Your task: Write out every entry below verbatim, keeping each line in its original order.

*** Data records

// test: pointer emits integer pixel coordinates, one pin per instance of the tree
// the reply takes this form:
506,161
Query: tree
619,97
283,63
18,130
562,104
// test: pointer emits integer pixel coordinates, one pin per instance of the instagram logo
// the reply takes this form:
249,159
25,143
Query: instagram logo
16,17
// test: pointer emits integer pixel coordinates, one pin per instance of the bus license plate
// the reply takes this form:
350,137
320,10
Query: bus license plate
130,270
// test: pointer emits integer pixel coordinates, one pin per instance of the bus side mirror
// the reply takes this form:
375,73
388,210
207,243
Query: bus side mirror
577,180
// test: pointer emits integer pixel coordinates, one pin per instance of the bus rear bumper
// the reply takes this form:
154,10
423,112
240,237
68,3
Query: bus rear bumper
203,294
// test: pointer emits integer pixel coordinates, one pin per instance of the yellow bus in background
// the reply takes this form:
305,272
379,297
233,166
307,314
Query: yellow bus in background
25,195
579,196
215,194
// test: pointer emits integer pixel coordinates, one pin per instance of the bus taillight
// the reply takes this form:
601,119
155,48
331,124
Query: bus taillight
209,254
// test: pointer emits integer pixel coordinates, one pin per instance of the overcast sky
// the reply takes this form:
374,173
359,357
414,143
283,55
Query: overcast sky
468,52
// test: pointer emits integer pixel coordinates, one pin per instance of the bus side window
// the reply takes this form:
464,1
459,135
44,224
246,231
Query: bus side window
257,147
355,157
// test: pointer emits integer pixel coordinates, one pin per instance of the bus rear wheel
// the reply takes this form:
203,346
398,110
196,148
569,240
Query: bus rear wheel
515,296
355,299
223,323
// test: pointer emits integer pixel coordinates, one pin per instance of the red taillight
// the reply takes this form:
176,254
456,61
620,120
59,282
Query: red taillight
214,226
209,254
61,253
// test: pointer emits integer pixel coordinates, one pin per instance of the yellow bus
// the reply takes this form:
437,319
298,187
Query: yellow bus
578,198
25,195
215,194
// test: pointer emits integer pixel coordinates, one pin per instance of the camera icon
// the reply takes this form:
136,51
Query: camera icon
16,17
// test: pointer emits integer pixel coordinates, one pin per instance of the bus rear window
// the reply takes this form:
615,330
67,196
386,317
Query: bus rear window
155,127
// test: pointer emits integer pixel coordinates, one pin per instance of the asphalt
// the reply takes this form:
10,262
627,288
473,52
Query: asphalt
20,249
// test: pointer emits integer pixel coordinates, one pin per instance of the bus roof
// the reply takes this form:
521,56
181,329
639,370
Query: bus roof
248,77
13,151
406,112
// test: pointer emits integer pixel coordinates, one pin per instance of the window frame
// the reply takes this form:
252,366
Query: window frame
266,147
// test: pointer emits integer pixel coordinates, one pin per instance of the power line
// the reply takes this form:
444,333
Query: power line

******

Task solution:
// test: pointer emits integer pixel coordinates, one pin per instance of the tree
// the reply takes this form:
506,161
Query: tree
619,97
283,63
18,130
562,104
// test: pointer emits integer pixel coordinates, one pin per instance of the instagram logo
// the reply takes this form:
249,159
25,143
Query: instagram logo
16,17
// test: pointer emits integer pixel coordinates, one pin per instance of the bus license plate
// the reply takes this form:
350,137
320,10
Query: bus license plate
130,270
// test: pointer emits integer pixel coordinates, one pin per instance of the bus side mirror
// the reply takes this form:
375,73
388,210
207,243
Query: bus side mirror
577,180
// test: pointer emits integer pixel coordinates, one pin per instance of the bus rear bumper
// the reply takes this form:
154,10
423,112
240,237
68,3
Query: bus rear bumper
203,294
// test: pointer emits integer pixel coordinates, one pin per instance of the yellow bus in background
// the reply takes this form:
305,272
379,297
233,166
307,314
Query: yellow bus in background
25,195
579,196
215,194
// test: pointer emits integer pixel coordinates, one pin per instance of the bus taillight
// the reply takes this form:
601,119
155,48
331,124
Query: bus taillight
209,254
// test: pointer emits integer pixel coordinates, one pin per instance of the overcast sky
// the reply takes this form:
374,173
359,357
414,143
283,55
Query: overcast sky
468,52
// test: pointer emits integer pixel coordinates, one pin per instance of the bus side window
// the reply takes this form:
464,1
459,135
44,224
246,231
Query: bus side window
257,147
355,157
// test: pointer emits integer pixel coordinates, one pin per instance of the bus rear wheel
// the reply takes this form:
203,346
398,110
196,148
569,240
Query: bus rear wheel
515,296
355,299
223,323
// test: pointer emits integer pixel coordinates, one pin per instance of the red taillight
// the reply takes this form:
176,254
456,61
620,120
59,282
Query: red taillight
214,226
209,254
61,253
// test: pointer emits integer pixel coordinates, one pin per instance of the yellow bus
// the reply takes this form:
437,319
298,187
Query: yellow bus
578,198
25,195
215,194
// test: pointer emits integer pixel coordinates, one pin per instance of the camera icon
// the reply takes this form:
136,51
Query: camera icon
16,17
// test: pointer emits integer pixel coordinates, one pin per instance of the bus rear window
// the reply takes this form:
615,330
67,196
386,317
Query: bus rear window
155,127
// test: pointer emits integer pixel coordinates, one pin per instance of the asphalt
// the reply takes this form:
10,262
627,288
473,52
Query: asphalt
20,249
// test: pointer emits integer pixel coordinates, one pin per instance of the bus roof
// the reply takes this form:
521,56
181,329
639,370
Query: bus roof
248,77
13,151
406,112
// test: pointer emits integer pixel coordinates, one pin per instance of the window frame
// the reply takes this form:
252,366
Query: window frame
266,147
// test: pointer emits integer pixel coordinates, one pin per instance of the power line
// the reply takes this form:
444,333
Query: power line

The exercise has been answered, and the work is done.